◆ Given data ◆
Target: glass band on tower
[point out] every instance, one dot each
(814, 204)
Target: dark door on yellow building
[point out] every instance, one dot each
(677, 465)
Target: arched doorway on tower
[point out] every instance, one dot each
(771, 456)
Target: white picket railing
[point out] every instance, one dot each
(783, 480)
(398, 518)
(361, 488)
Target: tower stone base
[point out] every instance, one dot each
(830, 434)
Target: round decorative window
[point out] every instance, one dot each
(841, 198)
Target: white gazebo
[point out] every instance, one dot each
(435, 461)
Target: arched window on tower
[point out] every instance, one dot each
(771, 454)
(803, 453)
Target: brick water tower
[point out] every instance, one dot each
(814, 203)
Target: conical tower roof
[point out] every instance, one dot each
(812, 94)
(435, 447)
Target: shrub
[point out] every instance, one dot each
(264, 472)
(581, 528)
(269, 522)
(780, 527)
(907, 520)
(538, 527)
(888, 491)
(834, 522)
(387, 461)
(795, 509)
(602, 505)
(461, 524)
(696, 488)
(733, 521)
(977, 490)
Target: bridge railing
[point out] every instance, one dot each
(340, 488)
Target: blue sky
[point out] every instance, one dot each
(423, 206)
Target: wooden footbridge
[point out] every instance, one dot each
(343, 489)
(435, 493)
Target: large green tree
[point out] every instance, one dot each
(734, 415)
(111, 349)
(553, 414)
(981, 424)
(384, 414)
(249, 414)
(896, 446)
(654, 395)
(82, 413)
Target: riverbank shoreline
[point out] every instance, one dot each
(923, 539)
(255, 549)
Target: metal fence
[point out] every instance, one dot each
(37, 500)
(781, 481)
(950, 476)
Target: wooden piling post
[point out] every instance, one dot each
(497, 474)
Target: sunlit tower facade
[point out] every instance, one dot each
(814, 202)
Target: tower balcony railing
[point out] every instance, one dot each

◆ To do ◆
Reproduce all of the records above line for line, changing nothing.

◆ Answer ◆
Target: glass band on tower
[point out] every instance, one dot each
(814, 204)
Target: dark door on yellow building
[point out] every instance, one dot each
(677, 465)
Target: arched doorway on tower
[point out] every instance, one dot each
(771, 456)
Target: white picket railing
[point out] every instance, one dot each
(783, 480)
(398, 518)
(361, 488)
Target: tower stone base
[point out] every instance, one dot each
(830, 434)
Target: round decorative window
[point out] every instance, one dot each
(841, 198)
Target: white gazebo
[point out] every instance, one dot each
(435, 461)
Target: arched window on tower
[point out] every instance, one dot each
(771, 454)
(803, 453)
Target: brick water tower
[point out] every instance, one dot each
(814, 203)
Target: conical tower roof
[point out] every instance, one dot each
(812, 94)
(435, 447)
Target: shrub
[point out] every instance, one dot each
(264, 472)
(581, 528)
(269, 522)
(780, 527)
(907, 520)
(538, 527)
(888, 491)
(834, 522)
(387, 461)
(795, 509)
(602, 505)
(461, 524)
(696, 488)
(733, 521)
(977, 490)
Target: bridge railing
[point out] every instance, one dot each
(340, 488)
Target: blue sky
[point out] every instance, one dot each
(423, 206)
Target: wooden footbridge
[point out] every instance, one dot each
(343, 489)
(435, 493)
Target: large green tree
[point out] every instance, one dot each
(734, 415)
(111, 349)
(553, 414)
(981, 424)
(384, 414)
(249, 414)
(896, 446)
(654, 395)
(82, 413)
Target: riverbank shoreline
[point out] every instance, one dot each
(923, 539)
(255, 549)
Target: metal fence
[point out] every instance, one dot each
(37, 500)
(781, 481)
(950, 476)
Target: wooden piling post
[point out] every instance, one dot each
(497, 474)
Target: sunlit tower facade
[point out] every instance, one dot each
(814, 202)
Target: tower balcony railing
[point out] every instance, one dot each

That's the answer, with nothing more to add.